Output everything from the line containing "Pick out the wooden pew" down to the line containing "pixel 150 152", both included, as a Markdown table with columns "Row" and "Line". Give one row per line, numbering rows from 1 and omitting blank lines.

# start of RECORDS FOR THE EXERCISE

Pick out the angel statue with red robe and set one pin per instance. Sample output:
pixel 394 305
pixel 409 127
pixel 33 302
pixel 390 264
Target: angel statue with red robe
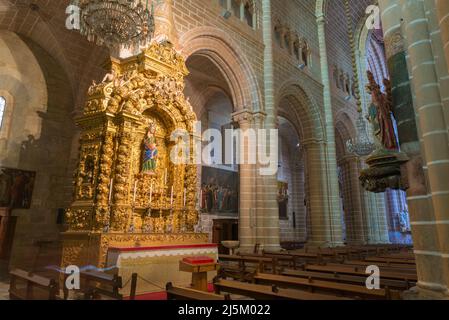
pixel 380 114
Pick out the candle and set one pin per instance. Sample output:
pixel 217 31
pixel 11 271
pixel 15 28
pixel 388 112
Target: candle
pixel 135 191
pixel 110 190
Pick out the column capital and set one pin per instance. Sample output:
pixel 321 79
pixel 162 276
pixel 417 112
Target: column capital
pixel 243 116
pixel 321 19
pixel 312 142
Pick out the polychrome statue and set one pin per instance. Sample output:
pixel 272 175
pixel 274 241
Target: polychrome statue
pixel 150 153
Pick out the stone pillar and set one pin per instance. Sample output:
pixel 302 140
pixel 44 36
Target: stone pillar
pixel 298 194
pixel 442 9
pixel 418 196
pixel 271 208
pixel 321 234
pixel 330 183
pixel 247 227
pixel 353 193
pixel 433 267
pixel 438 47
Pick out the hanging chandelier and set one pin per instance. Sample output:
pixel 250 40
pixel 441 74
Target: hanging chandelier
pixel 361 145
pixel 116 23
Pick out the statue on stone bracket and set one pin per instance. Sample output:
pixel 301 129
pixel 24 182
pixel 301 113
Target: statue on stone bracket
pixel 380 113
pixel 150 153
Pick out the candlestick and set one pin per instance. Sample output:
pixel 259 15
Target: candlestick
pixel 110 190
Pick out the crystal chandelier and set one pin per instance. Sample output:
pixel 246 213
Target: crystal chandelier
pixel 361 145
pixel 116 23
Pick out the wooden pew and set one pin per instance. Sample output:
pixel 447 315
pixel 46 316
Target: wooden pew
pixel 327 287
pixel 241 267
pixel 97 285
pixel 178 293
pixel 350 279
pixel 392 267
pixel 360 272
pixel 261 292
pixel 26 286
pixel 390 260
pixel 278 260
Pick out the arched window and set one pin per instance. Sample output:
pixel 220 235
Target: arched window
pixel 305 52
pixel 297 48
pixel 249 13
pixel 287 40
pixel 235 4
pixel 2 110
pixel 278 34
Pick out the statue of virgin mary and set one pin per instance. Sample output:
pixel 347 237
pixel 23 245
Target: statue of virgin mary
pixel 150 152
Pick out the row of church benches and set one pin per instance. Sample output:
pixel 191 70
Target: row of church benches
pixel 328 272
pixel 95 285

# end of RECORDS FOR THE EXERCISE
# start of RECORDS FOR THE EXERCISE

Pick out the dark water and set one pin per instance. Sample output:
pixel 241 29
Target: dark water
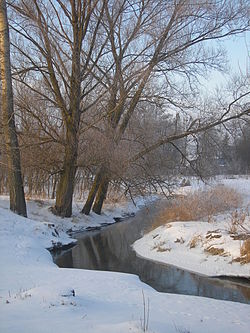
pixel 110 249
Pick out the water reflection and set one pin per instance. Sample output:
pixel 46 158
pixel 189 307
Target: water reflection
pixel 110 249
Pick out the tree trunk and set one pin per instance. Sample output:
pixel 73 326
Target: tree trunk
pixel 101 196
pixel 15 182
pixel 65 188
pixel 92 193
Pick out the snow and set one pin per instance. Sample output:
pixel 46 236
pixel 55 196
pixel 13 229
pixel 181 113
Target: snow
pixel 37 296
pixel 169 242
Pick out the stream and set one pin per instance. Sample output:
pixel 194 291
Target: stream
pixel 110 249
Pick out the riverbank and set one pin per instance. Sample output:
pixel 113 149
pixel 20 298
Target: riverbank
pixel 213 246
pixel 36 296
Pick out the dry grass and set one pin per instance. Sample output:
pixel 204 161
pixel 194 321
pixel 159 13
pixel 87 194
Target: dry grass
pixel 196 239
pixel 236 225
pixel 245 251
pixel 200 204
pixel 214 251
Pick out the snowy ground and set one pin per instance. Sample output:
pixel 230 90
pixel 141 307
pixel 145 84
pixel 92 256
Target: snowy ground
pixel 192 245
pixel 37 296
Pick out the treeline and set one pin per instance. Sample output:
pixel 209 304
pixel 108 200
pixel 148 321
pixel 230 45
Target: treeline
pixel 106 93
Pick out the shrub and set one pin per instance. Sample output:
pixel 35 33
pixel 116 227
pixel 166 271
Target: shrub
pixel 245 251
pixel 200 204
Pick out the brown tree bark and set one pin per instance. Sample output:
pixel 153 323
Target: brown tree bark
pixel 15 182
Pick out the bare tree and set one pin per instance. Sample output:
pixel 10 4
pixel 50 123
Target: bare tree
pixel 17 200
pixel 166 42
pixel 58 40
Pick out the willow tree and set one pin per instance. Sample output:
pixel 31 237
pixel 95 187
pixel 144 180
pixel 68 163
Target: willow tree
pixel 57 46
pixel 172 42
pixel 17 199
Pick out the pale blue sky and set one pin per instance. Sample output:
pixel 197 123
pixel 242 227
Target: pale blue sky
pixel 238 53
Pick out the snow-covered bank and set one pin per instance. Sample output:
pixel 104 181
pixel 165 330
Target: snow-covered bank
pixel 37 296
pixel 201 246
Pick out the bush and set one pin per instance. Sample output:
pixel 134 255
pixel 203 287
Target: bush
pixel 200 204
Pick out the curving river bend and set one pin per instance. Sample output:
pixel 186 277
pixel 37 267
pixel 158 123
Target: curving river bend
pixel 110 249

# end of RECORDS FOR THE EXERCISE
# start of RECORDS FOR THE EXERCISE

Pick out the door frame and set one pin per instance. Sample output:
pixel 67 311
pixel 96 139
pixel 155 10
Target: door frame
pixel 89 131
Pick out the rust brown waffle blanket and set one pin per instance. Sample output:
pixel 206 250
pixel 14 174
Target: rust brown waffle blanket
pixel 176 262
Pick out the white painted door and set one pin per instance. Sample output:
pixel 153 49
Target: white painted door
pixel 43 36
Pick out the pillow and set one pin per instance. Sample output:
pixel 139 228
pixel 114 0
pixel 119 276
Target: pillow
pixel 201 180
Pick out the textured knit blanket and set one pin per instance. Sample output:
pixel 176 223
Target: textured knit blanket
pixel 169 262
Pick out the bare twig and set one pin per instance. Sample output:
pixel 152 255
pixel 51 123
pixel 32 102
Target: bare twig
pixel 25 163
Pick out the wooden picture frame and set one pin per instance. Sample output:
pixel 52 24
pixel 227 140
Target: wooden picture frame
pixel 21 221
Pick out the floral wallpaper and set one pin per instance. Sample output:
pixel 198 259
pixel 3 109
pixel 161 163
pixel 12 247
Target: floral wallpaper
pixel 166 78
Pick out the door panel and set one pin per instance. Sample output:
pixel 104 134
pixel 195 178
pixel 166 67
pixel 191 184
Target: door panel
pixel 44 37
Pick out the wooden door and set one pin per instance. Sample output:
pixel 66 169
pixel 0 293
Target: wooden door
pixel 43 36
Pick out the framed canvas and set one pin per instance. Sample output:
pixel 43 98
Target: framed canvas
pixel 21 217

# end of RECORDS FOR THE EXERCISE

RESPONSE BELOW:
| Row | Line |
|---|---|
| 1 | Pick out the wooden pew and set one pin per instance. Sample output: |
| 2 | pixel 447 315 |
| 3 | pixel 46 316 |
| 4 | Target: wooden pew |
| 5 | pixel 327 287 |
| 6 | pixel 241 267 |
| 7 | pixel 97 285 |
| 8 | pixel 178 293 |
| 9 | pixel 350 279 |
| 10 | pixel 392 267 |
| 11 | pixel 360 272 |
| 12 | pixel 261 292 |
| 13 | pixel 26 286 |
| 14 | pixel 390 260 |
| 15 | pixel 278 260 |
| 16 | Pick out the arched window and set one pin per instance. Sample output: |
| 17 | pixel 220 235 |
| 18 | Target: arched window |
| 19 | pixel 305 52 |
| 20 | pixel 297 48 |
| 21 | pixel 249 13 |
| 22 | pixel 287 40 |
| 23 | pixel 235 4 |
| 24 | pixel 2 110 |
| 25 | pixel 278 34 |
| 26 | Pick out the statue of virgin mary and set one pin per instance. Sample output: |
| 27 | pixel 347 237 |
| 28 | pixel 23 245 |
| 29 | Target: statue of virgin mary |
| 30 | pixel 150 152 |